- RECORDS SHOWN
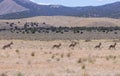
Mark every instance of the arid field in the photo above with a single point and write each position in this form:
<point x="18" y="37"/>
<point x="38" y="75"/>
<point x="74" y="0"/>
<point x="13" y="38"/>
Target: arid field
<point x="92" y="48"/>
<point x="45" y="58"/>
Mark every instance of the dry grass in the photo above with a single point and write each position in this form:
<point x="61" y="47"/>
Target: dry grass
<point x="68" y="21"/>
<point x="30" y="60"/>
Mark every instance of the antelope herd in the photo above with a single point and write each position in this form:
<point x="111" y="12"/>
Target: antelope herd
<point x="72" y="45"/>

- DESCRIPTION OF THE TASK
Can you copy out the lines of all the records above character for character, leaving out the pictures?

- SOLUTION
Mark every instance of the arid field in the photo above with a single point and write each position in this form:
<point x="18" y="37"/>
<point x="38" y="75"/>
<point x="74" y="0"/>
<point x="13" y="38"/>
Target: arid field
<point x="92" y="48"/>
<point x="45" y="58"/>
Mark every instance of the dry grass in the photo above with a single point and write each position in this form:
<point x="61" y="47"/>
Target: dry grass
<point x="68" y="21"/>
<point x="30" y="60"/>
Mark every instance of the antelope herd in the photo above with a single point and write each position in this form:
<point x="111" y="12"/>
Target: antelope herd
<point x="72" y="45"/>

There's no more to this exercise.